Exercices à traiter:
[a] Selon le texte sur les observations du Comité concernant l'Irlande, de quel rapporteur spécial l'Irlande accepterait-elle une visite ?
[b] Prolongez les observations du Comité concernant l'Irlande à la suite de leur dernière phrase.

Texte fourni:
***
5.Le Comité se félicite de l’invitation permanente adressée par l’Irlande aux titulaires de mandat au titre de toutes les procédures spéciales thématiques du Conseil des droits de l’homme et de la déclaration faite par la délégation irlandaise pendant le dialogue avec le Comité selon laquelle l’Irlande accepterait une visite du Rapporteur spécial sur la promotion de la vérité, de la justice, de la réparation et des garanties de non-répétition.

C.Principaux sujets de préoccupation et recommandations

Questions en suspens issues du cycle précédent

6.Au paragraphe 33 de ses précédentes observations finales (CAT/C/IRL/CO/1), le Comité demandait à l’Irlande de lui fournir un complément d’information sur certains points particulièrement préoccupants qu’il avait recensés. Le Comité remercie l’État partie de lui avoir communiqué des informations sur ces questions (CAT/C/IRL/CO/1/Add.1 et Add.2). Au vu de ces informations et des réponses apportées pendant le dernier dialogue avec le Comité, le Comité considère que ses recommandations portant sur l’allocation de ressources à l’institution nationale des droits de l’homme (qui est aujourd’hui la Commission des droits de l’homme et de l’égalité) et sur la nécessité de garantir l’indépendance de cette institution ont été effectivement mises en œuvre. Le Comité considère que ses recommandations tendant à ce que les recommandations qui figurent dans le rapport de la Commission chargée d’enquêter sur les violences à enfants, dit « Rapport Ryan », soient mises en œuvre et celles tendant à ce que des enquêtes soient menées sur les allégations de torture et de mauvais traitement dans les établissements de redressement et les écoles professionnelles administrés par des ordres religieux catholiques, à ce que les auteurs de ces actes soient poursuivis et punis et à ce qu’une réparation soit accordée aux victimes, ont été partiellement mises en œuvre (voir le paragraphe 23 du présent document). Le Comité considère que ses recommandations tendant à ce que des enquêtes soient menées sur les allégations de mauvais traitement à l’égard de femmes dans les blanchisseries de la Madeleine, administrées par des ordres religieux catholiques, à ce que les auteurs de ces actes soient poursuivis et à ce que les victimes obtiennent réparation et aient droit à une indemnisation n’ont pas été mises en œuvre (voir par. 25). Le Comité considère que ses recommandations concernant l’adoption de la loi relative à la justice pénale (Mutilations génitales féminines), la mise en œuvre de programmes de sensibilisation aux mutilations génitales féminines et la reconnaissance explicite des mutilations génitales féminines comme étant des actes de torture ont été partiellement mises en œuvre (voir par. 33).
***
Lignes extraites:

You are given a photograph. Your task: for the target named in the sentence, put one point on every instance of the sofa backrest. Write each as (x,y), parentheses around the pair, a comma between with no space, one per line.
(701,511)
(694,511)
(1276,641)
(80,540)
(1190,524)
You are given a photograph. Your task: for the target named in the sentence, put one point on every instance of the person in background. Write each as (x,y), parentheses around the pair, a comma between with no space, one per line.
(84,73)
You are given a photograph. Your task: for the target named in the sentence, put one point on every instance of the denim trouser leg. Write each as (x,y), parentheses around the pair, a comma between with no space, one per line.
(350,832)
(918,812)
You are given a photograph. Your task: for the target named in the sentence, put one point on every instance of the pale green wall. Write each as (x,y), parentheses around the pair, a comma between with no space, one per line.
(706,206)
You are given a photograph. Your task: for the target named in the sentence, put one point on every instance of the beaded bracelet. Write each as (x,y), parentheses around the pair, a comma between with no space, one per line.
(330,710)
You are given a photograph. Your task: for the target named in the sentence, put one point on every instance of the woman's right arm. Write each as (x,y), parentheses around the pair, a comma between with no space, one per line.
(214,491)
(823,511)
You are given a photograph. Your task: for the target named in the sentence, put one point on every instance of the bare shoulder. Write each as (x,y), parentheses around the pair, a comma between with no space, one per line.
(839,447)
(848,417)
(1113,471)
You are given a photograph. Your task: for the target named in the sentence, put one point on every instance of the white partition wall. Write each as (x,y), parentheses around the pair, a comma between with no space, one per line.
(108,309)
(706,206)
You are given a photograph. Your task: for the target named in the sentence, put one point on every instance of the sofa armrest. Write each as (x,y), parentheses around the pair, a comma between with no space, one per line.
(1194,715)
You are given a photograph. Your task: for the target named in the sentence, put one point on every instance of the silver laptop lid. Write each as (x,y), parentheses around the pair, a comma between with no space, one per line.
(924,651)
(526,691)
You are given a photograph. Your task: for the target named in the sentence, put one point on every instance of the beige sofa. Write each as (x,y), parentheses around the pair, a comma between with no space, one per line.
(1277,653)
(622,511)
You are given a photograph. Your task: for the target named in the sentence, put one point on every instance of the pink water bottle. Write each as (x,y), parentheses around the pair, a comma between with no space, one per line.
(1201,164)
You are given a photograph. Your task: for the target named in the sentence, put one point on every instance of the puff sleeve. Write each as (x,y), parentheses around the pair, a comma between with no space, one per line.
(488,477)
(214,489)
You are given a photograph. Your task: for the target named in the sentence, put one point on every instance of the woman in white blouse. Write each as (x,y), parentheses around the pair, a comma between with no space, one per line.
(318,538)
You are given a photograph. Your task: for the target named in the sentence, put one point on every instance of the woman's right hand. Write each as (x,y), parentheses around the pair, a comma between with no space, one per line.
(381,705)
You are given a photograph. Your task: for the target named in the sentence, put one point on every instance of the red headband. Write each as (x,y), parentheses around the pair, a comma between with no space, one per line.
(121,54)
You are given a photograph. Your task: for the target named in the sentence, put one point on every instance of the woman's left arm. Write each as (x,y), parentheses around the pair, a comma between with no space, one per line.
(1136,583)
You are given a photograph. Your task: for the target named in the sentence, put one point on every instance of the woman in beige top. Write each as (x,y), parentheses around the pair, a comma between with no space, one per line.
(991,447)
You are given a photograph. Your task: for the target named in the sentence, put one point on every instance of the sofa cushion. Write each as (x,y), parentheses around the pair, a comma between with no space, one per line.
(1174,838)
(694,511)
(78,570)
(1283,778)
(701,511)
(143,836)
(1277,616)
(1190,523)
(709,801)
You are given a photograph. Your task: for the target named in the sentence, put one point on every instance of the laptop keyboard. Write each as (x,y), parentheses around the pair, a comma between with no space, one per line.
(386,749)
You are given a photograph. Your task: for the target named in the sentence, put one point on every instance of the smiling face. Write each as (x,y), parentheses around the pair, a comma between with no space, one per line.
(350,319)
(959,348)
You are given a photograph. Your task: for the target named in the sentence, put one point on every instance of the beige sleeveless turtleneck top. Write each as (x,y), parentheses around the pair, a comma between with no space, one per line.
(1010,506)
***
Réponses ci-dessous:
[a] Du Rapporteur spécial sur la promotion de la vérité, de la justice, de la réparation et des garanties de non-répétition.

[b]
Surveillance indépendante des lieux de privation de liberté et Protocole facultatif

7.Le Comité note que le l’Inspecteur des prisons, les Comités d’inspection pénitentiaire, l’Autorité de l’information sanitaire et de la qualité des services de santé et l’Inspecteur des services de santé mentale ont accès aux lieux de détention, mais il est préoccupé par ce qui suit :

a)L’État partie n’a toujours pas ratifié le Protocole facultatif dix ans après l’avoir signé et n’a par conséquent pas été en mesure de créer un mécanisme national de prévention ;

b)Le rapport annuel le plus récent de l’Inspecteur des prisons a été publié en 2014 et ne porte que sur 7 des 14 établissements pénitentiaires irlandais ;

c)Les organes existants n’effectuent pas de visites systématiques dans tous les lieux de détention, comme les postes de la Garda, les institutions pour personnes handicapées, les établissements médicalisés pour personnes âgées et autres structures d’accueil (art. 2, 11 et 16).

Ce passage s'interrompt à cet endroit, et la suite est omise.